▸ Referring expression pointing data
______

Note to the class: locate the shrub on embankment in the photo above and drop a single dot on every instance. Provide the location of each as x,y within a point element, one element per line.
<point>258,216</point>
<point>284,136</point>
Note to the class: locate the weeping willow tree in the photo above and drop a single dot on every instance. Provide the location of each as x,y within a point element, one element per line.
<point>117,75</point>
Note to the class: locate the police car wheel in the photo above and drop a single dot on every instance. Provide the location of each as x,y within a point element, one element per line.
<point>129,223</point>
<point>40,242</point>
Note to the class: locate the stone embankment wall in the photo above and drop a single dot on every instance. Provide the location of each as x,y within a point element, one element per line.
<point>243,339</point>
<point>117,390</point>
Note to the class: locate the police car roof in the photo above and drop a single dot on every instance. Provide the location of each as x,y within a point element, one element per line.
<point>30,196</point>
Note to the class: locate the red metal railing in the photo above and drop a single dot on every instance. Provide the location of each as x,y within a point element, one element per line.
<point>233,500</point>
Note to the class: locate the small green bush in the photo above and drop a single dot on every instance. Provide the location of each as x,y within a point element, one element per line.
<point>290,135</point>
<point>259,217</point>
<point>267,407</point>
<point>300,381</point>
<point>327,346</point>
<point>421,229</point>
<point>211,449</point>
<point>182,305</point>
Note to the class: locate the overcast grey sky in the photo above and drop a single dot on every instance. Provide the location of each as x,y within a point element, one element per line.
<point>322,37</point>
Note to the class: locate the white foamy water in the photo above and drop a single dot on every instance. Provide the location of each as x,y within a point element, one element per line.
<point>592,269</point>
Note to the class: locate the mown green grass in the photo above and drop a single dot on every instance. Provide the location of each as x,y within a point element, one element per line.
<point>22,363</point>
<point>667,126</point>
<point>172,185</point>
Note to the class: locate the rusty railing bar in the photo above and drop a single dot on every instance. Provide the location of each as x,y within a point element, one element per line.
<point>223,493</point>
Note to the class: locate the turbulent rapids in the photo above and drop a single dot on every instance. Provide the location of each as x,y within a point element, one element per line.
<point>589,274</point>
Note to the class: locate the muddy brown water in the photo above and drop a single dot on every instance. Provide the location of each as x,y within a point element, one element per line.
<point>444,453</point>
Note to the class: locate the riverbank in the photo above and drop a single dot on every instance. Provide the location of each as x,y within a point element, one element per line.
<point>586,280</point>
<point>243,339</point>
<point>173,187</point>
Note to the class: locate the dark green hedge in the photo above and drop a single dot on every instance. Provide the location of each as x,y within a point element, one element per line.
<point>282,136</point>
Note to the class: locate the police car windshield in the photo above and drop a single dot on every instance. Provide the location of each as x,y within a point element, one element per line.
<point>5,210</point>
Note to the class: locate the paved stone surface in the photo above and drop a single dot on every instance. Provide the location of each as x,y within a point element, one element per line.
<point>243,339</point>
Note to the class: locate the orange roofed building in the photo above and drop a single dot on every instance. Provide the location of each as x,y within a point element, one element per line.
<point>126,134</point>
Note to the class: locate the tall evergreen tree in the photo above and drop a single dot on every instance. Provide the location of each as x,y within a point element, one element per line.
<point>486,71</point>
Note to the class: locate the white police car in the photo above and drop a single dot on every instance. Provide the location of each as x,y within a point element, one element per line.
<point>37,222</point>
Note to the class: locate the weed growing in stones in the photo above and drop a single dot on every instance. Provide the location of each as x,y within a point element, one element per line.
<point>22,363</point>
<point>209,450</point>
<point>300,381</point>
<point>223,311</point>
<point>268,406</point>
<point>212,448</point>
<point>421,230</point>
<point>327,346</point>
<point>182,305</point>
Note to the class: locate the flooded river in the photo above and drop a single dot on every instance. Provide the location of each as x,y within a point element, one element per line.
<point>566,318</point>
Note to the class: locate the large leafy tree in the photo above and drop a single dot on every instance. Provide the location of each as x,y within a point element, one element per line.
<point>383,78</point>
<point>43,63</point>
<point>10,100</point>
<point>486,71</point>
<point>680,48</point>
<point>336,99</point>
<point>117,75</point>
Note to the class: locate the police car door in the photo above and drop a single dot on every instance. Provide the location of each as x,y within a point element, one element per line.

______

Please return the span of lines above that opens with the one containing "Note to the class: locate the tall" and closes with the final line, both included, exactly as written and nothing more.

Note to the class: locate the tall evergreen tree in the photo above and drop a single dot on every instance. Provide the location of each as x,y within a point element, one element per line.
<point>486,71</point>
Note to the class: locate the white police car in the photo above and drop a single dot on every instance. Provide the location of each as x,y within a point element, one element per line.
<point>37,222</point>
Note to the class: locate the weed growing in stones in the photo above and drop a single dot on every instance. Provide the location of each as x,y within a point element, one element per line.
<point>22,363</point>
<point>209,450</point>
<point>300,381</point>
<point>223,311</point>
<point>268,406</point>
<point>212,448</point>
<point>421,230</point>
<point>327,346</point>
<point>182,305</point>
Note to the class: locate the flooded river in the photo above and drop a single dot on every instance. Provide the location of each as x,y within a point element, one element per line.
<point>566,318</point>
Note to the class: locate the large leafy tree in the photo above and drop a single dot on every instance. Provide the location of each as x,y within a point element, one element per line.
<point>383,78</point>
<point>43,63</point>
<point>10,100</point>
<point>486,71</point>
<point>680,48</point>
<point>336,99</point>
<point>117,75</point>
Note to the class: locate the police car door in the photo above and drop a single dot on every instance. Provide the location of each as x,y within a point element, one element per line.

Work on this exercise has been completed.